_Brief_:
In the data below, find the line containing "In this exercise you will locate the small shrub"; reproduce that line and all subsequent lines exactly, and nothing else.

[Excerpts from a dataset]

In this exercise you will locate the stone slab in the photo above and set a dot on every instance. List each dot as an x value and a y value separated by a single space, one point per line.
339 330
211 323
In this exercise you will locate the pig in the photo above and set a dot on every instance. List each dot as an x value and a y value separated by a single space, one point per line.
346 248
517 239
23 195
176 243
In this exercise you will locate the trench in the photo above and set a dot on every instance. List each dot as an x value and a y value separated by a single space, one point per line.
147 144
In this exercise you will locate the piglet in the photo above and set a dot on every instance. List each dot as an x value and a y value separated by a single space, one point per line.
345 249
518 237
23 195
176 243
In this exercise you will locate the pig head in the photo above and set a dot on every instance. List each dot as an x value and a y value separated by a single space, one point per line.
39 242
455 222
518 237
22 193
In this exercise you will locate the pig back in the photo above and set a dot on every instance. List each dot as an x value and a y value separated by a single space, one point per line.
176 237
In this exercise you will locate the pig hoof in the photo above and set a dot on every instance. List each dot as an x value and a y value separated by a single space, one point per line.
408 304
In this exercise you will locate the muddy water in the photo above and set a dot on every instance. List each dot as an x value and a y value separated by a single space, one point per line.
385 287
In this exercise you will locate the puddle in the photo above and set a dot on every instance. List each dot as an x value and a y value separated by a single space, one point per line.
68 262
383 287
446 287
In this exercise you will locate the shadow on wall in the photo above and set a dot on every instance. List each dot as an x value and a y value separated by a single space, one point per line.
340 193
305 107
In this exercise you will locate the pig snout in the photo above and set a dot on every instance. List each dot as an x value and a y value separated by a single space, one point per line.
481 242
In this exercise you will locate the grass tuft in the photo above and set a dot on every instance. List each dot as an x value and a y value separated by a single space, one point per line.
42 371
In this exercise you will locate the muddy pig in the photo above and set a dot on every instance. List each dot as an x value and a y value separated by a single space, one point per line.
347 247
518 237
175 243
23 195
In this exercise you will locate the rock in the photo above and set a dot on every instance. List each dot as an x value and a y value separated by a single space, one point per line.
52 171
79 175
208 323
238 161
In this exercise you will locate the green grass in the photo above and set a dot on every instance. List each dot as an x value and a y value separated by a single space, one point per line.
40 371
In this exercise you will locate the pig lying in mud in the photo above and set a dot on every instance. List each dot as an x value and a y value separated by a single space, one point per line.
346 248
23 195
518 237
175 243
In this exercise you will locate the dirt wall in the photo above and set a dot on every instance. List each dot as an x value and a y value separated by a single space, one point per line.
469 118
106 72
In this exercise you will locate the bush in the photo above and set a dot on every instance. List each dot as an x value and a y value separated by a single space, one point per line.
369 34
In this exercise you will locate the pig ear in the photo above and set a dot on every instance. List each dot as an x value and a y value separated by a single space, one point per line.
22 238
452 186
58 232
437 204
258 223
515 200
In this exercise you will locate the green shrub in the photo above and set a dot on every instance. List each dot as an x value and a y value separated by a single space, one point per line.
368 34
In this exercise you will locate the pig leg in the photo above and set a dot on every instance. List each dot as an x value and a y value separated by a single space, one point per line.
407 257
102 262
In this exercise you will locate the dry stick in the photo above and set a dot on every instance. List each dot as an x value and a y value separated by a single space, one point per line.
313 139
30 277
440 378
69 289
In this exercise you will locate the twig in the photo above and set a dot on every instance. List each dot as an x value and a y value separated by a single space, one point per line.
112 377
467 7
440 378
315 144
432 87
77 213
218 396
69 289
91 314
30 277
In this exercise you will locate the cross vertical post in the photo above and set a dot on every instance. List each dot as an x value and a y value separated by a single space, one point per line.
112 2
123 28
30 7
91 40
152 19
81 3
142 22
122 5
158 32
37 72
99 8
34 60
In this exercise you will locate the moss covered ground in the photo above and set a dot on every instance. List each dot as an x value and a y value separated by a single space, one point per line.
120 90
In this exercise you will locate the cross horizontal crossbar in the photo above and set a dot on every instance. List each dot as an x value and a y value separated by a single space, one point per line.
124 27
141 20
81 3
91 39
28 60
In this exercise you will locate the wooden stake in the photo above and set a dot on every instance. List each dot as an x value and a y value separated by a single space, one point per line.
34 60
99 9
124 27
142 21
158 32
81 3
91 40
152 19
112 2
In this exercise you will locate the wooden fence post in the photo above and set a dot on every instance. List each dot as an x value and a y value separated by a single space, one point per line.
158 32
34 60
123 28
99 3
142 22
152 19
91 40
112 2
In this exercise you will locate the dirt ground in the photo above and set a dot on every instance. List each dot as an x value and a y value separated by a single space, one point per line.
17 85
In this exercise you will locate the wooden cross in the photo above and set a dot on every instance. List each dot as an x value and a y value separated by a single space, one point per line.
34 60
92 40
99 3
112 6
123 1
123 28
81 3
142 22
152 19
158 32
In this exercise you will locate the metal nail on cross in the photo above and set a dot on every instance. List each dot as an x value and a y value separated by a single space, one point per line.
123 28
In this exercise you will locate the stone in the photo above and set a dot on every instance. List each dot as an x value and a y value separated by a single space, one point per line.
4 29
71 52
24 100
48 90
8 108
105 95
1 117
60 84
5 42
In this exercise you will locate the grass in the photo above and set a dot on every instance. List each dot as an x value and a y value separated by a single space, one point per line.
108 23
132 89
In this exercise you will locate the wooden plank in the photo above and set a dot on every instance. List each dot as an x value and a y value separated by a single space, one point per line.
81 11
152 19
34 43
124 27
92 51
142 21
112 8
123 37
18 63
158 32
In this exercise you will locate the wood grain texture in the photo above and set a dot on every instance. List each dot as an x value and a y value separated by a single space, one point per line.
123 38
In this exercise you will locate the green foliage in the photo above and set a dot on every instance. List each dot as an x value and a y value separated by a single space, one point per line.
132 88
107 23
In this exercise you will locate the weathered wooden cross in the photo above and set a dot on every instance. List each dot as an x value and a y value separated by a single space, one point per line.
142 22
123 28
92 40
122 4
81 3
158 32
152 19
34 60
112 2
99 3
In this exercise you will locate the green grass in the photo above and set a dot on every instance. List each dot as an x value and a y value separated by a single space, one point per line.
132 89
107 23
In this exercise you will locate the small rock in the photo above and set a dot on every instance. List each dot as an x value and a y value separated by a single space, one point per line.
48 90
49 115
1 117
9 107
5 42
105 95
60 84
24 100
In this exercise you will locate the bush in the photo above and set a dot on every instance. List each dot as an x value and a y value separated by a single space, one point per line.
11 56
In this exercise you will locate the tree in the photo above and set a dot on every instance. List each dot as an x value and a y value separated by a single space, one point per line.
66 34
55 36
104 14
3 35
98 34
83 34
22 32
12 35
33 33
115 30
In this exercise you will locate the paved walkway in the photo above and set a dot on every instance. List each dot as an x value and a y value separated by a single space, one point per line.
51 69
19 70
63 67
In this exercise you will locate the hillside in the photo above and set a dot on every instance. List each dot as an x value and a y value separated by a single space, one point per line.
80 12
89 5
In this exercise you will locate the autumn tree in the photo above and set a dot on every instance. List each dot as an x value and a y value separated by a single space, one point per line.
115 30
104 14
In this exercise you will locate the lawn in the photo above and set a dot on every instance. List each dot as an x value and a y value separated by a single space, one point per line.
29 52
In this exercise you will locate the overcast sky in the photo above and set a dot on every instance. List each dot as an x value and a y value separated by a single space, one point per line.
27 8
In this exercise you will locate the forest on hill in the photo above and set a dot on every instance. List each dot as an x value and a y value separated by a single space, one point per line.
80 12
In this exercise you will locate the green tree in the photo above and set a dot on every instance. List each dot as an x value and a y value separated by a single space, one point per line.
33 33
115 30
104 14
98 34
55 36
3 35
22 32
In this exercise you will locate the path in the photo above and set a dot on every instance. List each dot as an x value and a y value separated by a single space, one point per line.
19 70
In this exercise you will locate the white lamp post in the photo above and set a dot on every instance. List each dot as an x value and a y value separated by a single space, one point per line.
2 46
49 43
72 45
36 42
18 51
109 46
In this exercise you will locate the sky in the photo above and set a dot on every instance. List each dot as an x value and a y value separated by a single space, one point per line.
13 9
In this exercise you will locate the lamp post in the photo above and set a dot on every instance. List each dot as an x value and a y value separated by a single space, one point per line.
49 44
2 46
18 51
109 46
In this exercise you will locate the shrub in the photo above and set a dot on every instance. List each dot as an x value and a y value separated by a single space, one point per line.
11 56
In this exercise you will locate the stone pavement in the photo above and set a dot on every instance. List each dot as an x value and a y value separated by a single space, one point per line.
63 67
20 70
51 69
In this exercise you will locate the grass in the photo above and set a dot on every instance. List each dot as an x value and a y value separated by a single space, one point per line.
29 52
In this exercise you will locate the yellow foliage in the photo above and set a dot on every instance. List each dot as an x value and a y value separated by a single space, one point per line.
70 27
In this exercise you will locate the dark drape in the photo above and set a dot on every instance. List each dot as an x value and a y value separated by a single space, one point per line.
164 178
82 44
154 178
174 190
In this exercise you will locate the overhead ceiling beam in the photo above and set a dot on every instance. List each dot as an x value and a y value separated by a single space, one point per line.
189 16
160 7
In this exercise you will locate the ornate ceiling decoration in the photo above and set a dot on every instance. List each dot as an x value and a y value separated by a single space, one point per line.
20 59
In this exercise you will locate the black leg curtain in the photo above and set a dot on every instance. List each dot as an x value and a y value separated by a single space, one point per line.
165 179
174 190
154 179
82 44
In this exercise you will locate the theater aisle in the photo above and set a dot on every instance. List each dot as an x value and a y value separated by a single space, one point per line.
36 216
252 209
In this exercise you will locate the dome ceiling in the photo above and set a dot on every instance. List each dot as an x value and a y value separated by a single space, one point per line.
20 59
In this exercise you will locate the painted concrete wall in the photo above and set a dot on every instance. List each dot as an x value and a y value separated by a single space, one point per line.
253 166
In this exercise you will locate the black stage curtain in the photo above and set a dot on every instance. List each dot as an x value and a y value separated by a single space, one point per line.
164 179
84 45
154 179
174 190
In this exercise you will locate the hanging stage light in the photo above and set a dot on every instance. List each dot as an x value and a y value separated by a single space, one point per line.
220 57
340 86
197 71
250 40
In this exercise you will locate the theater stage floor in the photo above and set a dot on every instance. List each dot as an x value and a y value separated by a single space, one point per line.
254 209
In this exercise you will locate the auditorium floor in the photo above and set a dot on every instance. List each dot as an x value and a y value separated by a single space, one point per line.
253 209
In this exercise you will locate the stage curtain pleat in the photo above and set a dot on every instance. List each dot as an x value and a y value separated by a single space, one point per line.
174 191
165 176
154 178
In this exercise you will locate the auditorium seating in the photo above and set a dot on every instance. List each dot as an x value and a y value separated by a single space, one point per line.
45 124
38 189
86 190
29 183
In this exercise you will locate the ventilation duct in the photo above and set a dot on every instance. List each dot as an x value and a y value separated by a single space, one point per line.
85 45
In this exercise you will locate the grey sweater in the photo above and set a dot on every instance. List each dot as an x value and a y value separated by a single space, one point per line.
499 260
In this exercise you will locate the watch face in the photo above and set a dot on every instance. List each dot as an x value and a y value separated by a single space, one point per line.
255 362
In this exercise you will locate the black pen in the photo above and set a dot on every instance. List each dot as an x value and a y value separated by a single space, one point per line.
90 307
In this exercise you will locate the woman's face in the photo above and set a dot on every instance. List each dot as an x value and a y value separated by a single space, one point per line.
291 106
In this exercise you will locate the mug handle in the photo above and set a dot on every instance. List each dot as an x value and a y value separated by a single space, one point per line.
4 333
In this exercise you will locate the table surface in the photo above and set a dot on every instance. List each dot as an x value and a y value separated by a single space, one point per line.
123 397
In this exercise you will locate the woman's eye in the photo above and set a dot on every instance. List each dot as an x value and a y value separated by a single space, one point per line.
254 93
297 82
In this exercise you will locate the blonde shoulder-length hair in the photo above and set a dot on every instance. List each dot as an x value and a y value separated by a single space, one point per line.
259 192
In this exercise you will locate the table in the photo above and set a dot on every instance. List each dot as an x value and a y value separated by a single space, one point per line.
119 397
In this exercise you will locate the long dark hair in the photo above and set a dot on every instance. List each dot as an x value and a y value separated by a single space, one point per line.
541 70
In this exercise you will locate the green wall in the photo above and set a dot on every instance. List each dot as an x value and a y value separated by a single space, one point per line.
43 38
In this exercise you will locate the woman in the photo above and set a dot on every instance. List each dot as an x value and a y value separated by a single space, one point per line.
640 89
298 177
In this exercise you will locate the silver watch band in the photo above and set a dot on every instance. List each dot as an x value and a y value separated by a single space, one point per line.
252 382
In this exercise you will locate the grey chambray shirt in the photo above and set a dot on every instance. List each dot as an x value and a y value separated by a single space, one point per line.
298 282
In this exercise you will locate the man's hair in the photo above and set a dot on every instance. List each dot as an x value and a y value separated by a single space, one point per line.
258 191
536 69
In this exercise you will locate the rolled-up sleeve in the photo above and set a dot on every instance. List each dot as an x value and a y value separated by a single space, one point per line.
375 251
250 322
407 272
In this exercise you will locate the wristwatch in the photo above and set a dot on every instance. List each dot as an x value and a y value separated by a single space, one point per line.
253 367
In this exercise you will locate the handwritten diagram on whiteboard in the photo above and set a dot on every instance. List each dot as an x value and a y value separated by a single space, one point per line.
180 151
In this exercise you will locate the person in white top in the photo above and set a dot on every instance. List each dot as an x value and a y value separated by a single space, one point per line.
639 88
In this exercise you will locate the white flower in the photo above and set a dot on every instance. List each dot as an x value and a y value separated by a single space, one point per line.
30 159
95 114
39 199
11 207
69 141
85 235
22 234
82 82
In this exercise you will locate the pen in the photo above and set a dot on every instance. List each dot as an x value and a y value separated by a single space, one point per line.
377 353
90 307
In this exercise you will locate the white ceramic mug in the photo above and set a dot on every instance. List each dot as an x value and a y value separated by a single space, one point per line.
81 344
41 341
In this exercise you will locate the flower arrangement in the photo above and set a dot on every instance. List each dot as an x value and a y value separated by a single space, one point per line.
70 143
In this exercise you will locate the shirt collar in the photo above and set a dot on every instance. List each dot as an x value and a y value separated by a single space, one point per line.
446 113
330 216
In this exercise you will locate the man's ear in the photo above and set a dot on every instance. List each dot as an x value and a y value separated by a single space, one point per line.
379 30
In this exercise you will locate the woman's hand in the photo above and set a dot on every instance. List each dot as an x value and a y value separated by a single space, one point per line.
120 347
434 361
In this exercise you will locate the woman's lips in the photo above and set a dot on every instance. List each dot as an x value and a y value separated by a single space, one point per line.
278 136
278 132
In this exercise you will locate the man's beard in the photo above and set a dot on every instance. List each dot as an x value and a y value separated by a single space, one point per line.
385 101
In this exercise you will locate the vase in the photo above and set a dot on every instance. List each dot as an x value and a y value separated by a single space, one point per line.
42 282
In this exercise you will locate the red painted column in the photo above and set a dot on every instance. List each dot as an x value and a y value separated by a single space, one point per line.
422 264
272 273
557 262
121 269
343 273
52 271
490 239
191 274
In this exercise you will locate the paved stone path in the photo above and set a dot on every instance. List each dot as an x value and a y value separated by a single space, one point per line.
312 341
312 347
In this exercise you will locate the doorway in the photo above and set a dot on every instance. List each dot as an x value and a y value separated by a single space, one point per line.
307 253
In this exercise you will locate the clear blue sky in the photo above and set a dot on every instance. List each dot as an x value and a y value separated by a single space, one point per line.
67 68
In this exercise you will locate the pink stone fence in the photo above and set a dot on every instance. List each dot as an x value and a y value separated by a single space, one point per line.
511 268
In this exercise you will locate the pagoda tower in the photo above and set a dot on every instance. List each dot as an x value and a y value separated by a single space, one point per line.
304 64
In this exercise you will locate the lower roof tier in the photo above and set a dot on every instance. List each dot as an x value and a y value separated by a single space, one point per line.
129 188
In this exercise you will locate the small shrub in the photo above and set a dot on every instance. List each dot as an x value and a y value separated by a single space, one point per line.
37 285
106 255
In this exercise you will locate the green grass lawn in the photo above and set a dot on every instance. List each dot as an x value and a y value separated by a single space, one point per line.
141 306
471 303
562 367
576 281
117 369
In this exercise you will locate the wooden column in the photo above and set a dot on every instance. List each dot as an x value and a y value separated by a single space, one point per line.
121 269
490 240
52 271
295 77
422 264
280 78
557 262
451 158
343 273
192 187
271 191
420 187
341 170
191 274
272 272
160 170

_Your response_:
In this exercise you will locate the small shrub in the photo above and set a dot on every instance. List each dot as an x value and a y value separated by a single space, one point per line.
37 285
106 255
In this exercise you will locate the green grass lawn in the photo above and set a dot on every instance. List each dot as an x value and a y value separated by a single space, one point per line.
141 306
471 303
562 367
576 281
117 369
In this exercise you will locate the wooden column in the photo above and set a dot on every instance. List each dot as an x value and a y value separated by a single space, one point per line.
121 269
490 240
52 271
295 77
422 264
280 78
557 262
451 158
343 273
192 187
271 191
420 187
341 170
191 274
272 272
160 170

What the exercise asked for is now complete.